### Reading text
##############################
How to Cope With Death

The only way we can really know what matters is to face living with the possibility of the loss of that very thing—moment to moment. That is what sweeps away pretense, falseness, what doesn’t matter. As well, it so quickly makes abundantly clear what does matter—love, telling someone how you really feel, being in the moment, seeing everything as though it is the last time you will see it this way. In times like these, even if one wishes, one cannot be mentally lazy or emotionally careless because one realizes the preciousness and the transience of life.

In our culture, people avoid facing death at all costs for as long as they can. Yet there is so much great value to be experienced in facing death, facing loss, facing the emotional void of not having the physical presence of someone who is so important to us. It would dramatically change how we live our life. Not necessarily in what we would accomplish, but in how we would react to what we would accomplish. There is no faster way to learn how to stay keenly in the now.
##############################
Records from a point-labeling set
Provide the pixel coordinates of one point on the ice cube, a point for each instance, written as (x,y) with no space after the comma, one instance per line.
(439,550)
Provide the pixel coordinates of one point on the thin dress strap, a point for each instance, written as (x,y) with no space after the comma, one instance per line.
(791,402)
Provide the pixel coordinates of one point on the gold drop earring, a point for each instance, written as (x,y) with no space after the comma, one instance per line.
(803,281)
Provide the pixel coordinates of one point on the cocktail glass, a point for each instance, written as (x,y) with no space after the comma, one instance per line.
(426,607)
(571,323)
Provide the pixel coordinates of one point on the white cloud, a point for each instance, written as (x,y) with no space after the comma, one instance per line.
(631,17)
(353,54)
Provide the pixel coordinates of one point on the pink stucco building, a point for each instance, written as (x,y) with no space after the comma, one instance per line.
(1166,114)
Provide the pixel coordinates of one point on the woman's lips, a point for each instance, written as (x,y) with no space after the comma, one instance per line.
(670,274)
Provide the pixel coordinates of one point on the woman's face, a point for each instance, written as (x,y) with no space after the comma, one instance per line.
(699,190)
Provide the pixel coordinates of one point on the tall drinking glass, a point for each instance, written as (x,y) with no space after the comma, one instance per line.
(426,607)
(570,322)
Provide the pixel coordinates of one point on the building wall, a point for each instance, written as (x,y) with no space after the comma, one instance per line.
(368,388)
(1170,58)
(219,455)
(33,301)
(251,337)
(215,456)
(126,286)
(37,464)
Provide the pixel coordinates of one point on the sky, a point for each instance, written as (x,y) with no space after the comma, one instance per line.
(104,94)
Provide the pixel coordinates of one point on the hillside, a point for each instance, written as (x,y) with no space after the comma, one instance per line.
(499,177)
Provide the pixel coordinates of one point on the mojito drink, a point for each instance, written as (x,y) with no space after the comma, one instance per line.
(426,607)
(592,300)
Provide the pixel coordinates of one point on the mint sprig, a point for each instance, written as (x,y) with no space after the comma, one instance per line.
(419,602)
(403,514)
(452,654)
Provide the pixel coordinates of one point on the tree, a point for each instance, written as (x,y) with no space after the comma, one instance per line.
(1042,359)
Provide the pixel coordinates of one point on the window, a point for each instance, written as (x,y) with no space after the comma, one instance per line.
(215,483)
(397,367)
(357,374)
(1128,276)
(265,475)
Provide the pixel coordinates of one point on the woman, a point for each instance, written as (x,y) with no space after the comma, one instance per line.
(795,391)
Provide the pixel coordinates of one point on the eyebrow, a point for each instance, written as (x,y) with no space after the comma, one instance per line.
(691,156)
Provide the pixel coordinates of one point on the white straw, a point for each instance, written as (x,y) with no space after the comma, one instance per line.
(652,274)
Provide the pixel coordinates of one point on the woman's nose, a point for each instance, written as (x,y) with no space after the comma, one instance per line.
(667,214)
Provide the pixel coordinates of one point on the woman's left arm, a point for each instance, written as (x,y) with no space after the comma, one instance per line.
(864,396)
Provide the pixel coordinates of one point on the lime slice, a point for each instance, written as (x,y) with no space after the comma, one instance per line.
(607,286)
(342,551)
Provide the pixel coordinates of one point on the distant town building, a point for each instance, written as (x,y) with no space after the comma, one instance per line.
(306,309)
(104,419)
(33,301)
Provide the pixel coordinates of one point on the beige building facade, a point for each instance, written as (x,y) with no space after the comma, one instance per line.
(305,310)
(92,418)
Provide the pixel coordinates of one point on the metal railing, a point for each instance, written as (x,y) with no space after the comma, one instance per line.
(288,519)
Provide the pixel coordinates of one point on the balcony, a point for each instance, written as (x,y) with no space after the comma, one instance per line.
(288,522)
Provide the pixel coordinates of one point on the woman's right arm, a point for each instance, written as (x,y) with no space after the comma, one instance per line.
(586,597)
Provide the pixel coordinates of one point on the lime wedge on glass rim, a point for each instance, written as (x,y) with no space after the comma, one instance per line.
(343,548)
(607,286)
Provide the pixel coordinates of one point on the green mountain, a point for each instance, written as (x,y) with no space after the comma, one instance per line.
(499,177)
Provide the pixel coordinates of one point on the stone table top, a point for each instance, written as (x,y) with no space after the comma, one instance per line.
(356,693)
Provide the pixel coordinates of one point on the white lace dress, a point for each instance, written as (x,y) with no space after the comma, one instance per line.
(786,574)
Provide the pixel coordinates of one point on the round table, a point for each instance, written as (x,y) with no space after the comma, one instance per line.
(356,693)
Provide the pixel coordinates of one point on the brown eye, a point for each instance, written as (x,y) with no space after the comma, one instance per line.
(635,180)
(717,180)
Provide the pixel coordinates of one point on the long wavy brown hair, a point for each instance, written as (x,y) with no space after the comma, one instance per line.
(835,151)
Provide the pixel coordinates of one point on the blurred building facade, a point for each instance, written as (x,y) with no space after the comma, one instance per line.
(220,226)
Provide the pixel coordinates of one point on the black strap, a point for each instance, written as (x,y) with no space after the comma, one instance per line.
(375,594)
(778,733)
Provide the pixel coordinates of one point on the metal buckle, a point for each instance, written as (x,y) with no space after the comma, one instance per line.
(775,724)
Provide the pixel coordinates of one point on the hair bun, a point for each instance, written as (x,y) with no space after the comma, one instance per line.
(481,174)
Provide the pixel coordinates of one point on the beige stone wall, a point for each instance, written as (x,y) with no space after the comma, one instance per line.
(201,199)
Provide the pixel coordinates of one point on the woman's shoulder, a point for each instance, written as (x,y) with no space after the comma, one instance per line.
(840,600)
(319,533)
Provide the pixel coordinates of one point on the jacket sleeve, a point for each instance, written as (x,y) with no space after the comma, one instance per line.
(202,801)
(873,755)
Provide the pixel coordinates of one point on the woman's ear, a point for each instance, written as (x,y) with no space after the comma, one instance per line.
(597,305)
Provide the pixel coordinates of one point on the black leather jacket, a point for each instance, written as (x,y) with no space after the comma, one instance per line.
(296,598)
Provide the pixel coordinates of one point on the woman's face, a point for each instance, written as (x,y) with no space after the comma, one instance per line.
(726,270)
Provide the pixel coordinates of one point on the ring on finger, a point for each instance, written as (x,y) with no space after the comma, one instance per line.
##############################
### Task details
Can you duplicate the passage on coping with death, word for word, from "How to Cope" up to and including "transience of life."?

### Result
How to Cope With Death

The only way we can really know what matters is to face living with the possibility of the loss of that very thing—moment to moment. That is what sweeps away pretense, falseness, what doesn’t matter. As well, it so quickly makes abundantly clear what does matter—love, telling someone how you really feel, being in the moment, seeing everything as though it is the last time you will see it this way. In times like these, even if one wishes, one cannot be mentally lazy or emotionally careless because one realizes the preciousness and the transience of life.